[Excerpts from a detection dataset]
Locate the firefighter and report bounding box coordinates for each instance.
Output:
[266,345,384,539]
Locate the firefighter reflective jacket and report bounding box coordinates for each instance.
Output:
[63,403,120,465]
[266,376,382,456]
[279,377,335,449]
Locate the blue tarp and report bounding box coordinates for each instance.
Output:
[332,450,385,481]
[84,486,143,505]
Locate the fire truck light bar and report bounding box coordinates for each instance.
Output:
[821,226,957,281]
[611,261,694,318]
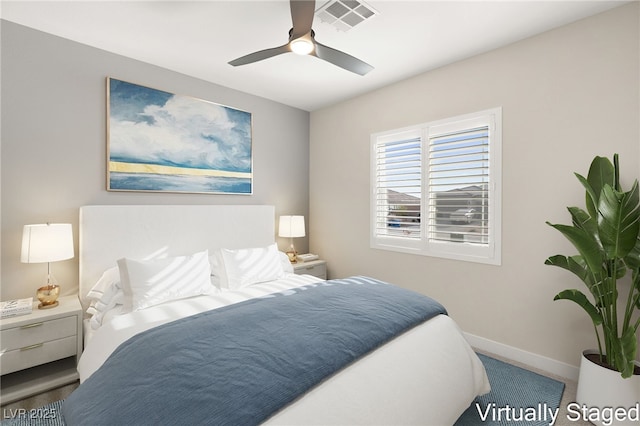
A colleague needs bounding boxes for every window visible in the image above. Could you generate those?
[371,108,502,265]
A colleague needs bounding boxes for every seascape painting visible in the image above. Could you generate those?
[107,78,253,194]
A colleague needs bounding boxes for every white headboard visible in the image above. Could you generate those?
[79,205,275,307]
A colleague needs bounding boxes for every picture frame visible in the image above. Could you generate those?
[107,77,253,195]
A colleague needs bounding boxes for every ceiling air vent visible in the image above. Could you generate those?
[316,0,378,31]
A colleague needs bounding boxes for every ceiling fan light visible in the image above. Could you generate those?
[291,38,313,55]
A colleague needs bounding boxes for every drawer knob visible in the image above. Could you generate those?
[20,343,44,351]
[20,322,44,330]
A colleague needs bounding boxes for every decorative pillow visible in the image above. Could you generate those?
[118,250,214,312]
[220,243,284,290]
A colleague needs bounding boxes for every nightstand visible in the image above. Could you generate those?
[0,296,83,405]
[291,260,327,280]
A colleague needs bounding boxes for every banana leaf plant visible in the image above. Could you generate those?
[545,154,640,378]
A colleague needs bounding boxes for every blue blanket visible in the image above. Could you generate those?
[62,277,446,425]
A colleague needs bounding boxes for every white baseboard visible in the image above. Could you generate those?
[463,333,580,382]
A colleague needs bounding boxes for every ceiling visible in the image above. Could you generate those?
[0,0,627,111]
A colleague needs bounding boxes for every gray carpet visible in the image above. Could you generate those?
[456,354,564,426]
[2,354,564,426]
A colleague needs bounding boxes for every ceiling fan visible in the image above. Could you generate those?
[229,0,373,75]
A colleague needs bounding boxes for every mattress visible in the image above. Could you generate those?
[78,274,489,425]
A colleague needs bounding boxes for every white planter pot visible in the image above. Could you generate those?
[575,350,640,426]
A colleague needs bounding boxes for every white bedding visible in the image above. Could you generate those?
[78,274,489,425]
[77,205,489,425]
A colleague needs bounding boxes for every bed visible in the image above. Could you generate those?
[62,205,490,425]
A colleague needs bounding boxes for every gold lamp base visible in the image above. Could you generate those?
[36,284,60,309]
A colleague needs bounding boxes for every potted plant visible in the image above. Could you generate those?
[545,154,640,420]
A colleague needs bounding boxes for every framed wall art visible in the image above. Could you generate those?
[107,78,253,194]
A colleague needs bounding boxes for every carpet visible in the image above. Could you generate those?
[1,354,564,426]
[455,354,564,426]
[0,401,65,426]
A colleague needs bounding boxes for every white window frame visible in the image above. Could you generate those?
[370,107,502,265]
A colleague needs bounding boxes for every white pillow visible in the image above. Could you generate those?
[220,243,284,290]
[87,266,120,304]
[278,251,294,274]
[118,250,214,312]
[209,249,229,289]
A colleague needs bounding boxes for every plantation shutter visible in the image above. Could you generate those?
[374,131,422,240]
[428,125,491,245]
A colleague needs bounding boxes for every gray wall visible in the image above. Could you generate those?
[310,2,640,372]
[0,21,309,300]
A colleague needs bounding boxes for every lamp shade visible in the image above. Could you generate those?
[20,223,74,263]
[278,216,305,238]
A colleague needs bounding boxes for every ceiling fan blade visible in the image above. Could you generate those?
[310,40,373,75]
[289,0,316,40]
[229,43,291,67]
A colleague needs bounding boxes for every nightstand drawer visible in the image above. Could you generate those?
[0,335,78,374]
[0,315,78,352]
[295,262,327,280]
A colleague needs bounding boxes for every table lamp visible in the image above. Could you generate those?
[278,216,305,263]
[20,223,74,309]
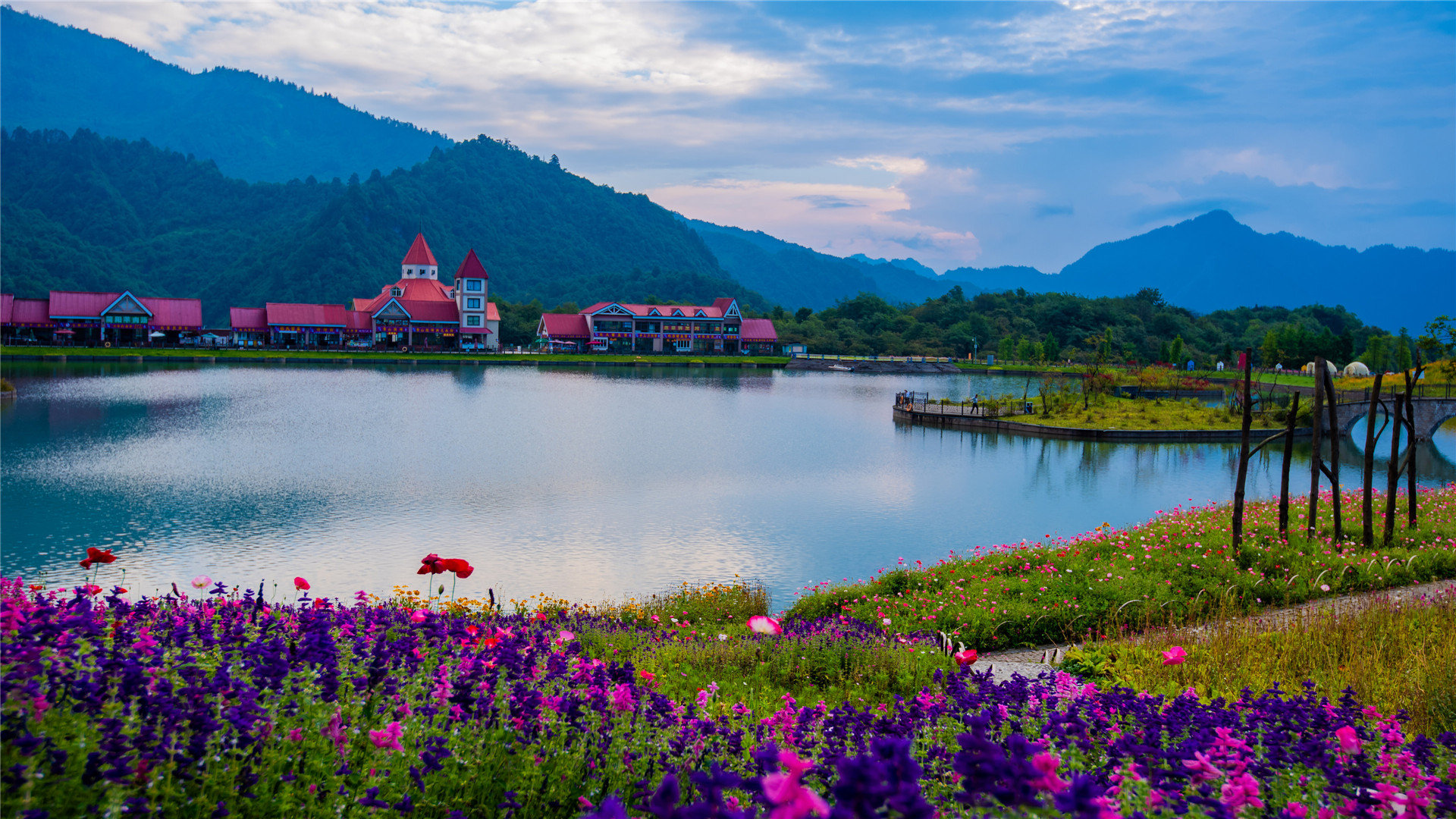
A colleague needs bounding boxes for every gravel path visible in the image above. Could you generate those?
[971,580,1456,670]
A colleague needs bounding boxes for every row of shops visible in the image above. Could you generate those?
[0,234,777,354]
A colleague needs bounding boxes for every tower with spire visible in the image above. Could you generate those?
[399,233,440,281]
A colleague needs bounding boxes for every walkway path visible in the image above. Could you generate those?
[971,580,1456,680]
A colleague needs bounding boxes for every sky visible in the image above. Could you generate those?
[11,0,1456,272]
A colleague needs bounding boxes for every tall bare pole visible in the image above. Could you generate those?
[1385,388,1405,545]
[1315,359,1345,542]
[1279,392,1299,539]
[1304,359,1325,538]
[1233,347,1254,554]
[1360,373,1385,547]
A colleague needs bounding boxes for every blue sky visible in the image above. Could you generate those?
[14,0,1456,271]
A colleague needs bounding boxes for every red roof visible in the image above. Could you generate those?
[581,299,733,313]
[266,302,348,326]
[541,313,592,338]
[49,290,202,328]
[10,299,51,326]
[228,307,268,332]
[51,290,125,319]
[456,248,491,281]
[403,233,435,264]
[136,296,202,329]
[738,313,779,341]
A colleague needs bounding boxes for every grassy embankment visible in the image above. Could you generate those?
[1063,592,1456,736]
[0,347,788,361]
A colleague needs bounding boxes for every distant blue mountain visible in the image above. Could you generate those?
[0,6,451,182]
[942,210,1456,331]
[682,217,975,310]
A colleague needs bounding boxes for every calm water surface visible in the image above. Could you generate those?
[0,363,1456,606]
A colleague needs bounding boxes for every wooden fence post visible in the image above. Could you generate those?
[1304,359,1325,538]
[1233,347,1254,544]
[1385,386,1405,545]
[1360,373,1385,547]
[1279,392,1299,538]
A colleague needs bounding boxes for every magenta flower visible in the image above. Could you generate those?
[763,752,828,819]
[748,615,783,634]
[369,721,405,755]
[1335,726,1360,754]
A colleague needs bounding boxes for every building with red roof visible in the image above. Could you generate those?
[536,299,779,354]
[0,290,202,344]
[231,233,500,350]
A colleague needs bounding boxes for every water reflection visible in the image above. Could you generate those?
[0,363,1453,605]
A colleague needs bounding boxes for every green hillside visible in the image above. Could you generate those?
[0,6,450,182]
[0,128,766,324]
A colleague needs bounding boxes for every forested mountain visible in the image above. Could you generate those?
[0,6,450,182]
[684,218,951,310]
[945,210,1456,328]
[774,287,1414,369]
[0,128,766,324]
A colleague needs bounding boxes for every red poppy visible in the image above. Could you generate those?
[440,557,475,580]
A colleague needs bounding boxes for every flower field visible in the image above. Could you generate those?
[0,488,1456,819]
[791,485,1456,650]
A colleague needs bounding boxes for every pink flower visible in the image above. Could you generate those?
[748,615,783,634]
[1335,726,1360,754]
[763,751,828,819]
[611,682,636,711]
[369,721,405,755]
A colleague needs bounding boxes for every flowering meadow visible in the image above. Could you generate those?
[0,487,1456,819]
[0,579,1456,819]
[791,485,1456,650]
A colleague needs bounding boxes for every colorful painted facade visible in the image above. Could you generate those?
[230,233,500,350]
[0,290,202,345]
[536,299,779,354]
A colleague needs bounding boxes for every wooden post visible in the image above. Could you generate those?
[1315,359,1345,542]
[1385,386,1405,545]
[1233,347,1254,544]
[1304,359,1325,538]
[1360,373,1385,547]
[1405,350,1424,529]
[1279,392,1299,539]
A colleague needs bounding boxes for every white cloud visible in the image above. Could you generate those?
[648,179,981,268]
[1184,147,1351,190]
[833,156,927,177]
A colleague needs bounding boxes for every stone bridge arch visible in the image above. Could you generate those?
[1335,398,1456,441]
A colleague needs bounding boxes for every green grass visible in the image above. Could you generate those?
[1063,592,1456,736]
[1012,397,1284,431]
[791,485,1456,650]
[0,340,788,366]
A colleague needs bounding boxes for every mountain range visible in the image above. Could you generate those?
[0,8,1456,329]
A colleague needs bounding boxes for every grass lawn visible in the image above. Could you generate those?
[789,485,1456,650]
[1012,397,1284,431]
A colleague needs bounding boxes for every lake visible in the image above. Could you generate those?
[0,362,1456,607]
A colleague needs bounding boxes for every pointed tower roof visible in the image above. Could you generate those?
[400,233,438,264]
[454,248,491,281]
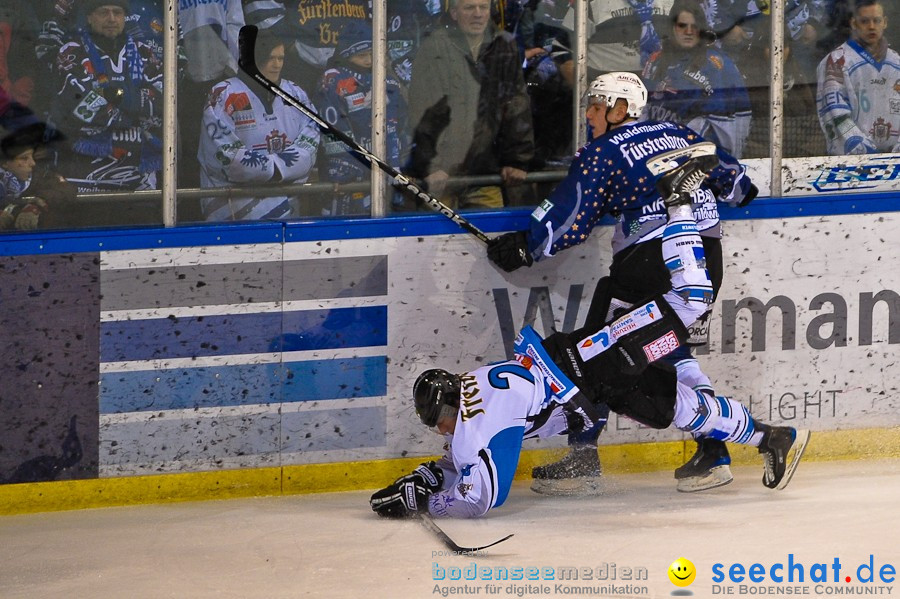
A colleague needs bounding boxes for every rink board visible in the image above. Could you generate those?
[0,213,900,502]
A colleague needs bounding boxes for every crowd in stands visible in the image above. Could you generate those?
[0,0,900,230]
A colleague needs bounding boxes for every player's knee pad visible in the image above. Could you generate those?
[571,296,688,382]
[604,366,677,429]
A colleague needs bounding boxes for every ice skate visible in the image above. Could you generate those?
[675,437,734,493]
[759,426,809,490]
[531,445,603,496]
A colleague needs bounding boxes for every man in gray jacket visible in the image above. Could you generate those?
[409,0,534,208]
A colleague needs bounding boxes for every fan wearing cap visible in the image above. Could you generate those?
[197,32,319,221]
[643,0,751,158]
[47,0,162,192]
[0,129,47,230]
[316,21,409,216]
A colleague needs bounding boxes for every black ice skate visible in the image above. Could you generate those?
[675,437,734,493]
[759,426,809,490]
[531,445,603,496]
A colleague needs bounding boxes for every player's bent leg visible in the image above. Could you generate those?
[675,437,734,493]
[531,405,609,496]
[675,360,734,493]
[673,383,809,489]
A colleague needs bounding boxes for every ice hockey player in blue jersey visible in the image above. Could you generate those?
[488,72,756,495]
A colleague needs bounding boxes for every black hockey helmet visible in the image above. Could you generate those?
[413,368,459,426]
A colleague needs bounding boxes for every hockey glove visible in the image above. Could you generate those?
[656,155,719,208]
[369,462,444,518]
[394,460,444,493]
[737,183,759,208]
[488,231,534,272]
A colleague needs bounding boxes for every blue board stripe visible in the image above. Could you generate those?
[100,356,387,414]
[100,306,387,362]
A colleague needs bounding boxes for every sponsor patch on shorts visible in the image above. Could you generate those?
[644,331,681,362]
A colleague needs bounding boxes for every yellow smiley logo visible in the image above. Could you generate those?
[669,557,697,587]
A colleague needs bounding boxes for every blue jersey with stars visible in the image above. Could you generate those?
[528,121,750,260]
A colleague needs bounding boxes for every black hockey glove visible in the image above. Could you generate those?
[737,183,759,208]
[369,462,444,518]
[488,231,534,272]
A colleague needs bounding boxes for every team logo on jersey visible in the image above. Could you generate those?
[531,200,553,221]
[266,129,287,154]
[225,92,250,116]
[225,92,256,129]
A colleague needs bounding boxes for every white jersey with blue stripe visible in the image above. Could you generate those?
[428,355,567,518]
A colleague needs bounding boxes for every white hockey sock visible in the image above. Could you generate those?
[672,384,762,447]
[662,206,713,325]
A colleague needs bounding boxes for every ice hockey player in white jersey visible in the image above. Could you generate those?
[370,156,809,518]
[816,0,900,156]
[370,312,809,518]
[197,34,319,221]
[488,72,756,495]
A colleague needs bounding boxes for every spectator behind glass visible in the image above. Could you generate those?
[0,2,38,106]
[197,33,319,221]
[644,0,750,158]
[562,0,673,78]
[816,0,900,156]
[409,0,534,208]
[52,0,162,192]
[243,0,372,90]
[318,22,409,216]
[0,123,75,231]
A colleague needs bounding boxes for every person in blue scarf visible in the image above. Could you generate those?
[317,21,409,216]
[52,0,162,192]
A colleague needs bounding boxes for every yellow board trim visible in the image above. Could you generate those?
[0,427,900,515]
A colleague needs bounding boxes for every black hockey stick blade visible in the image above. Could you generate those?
[419,513,513,553]
[238,25,490,244]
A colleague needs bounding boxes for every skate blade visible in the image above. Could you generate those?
[531,476,603,497]
[775,429,810,491]
[675,464,734,493]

▶ [Request]: Can you reproduce only the stretch of the listing from the line containing "A colleague needs bounding boxes for every ceiling fan blade" through the line containing "[295,262,327,280]", replacing every "colleague" with "teammate" and leaving everything else unchanged?

▶ [Output for this exercise]:
A teammate needs bounding boxes for every ceiling fan blade visible in the image above. Could you generate those?
[310,40,373,75]
[289,0,316,40]
[229,43,291,67]
A teammate needs bounding boxes for every nightstand drawer visible in the image above. Could you generate those?
[0,335,78,374]
[0,315,78,352]
[295,262,327,280]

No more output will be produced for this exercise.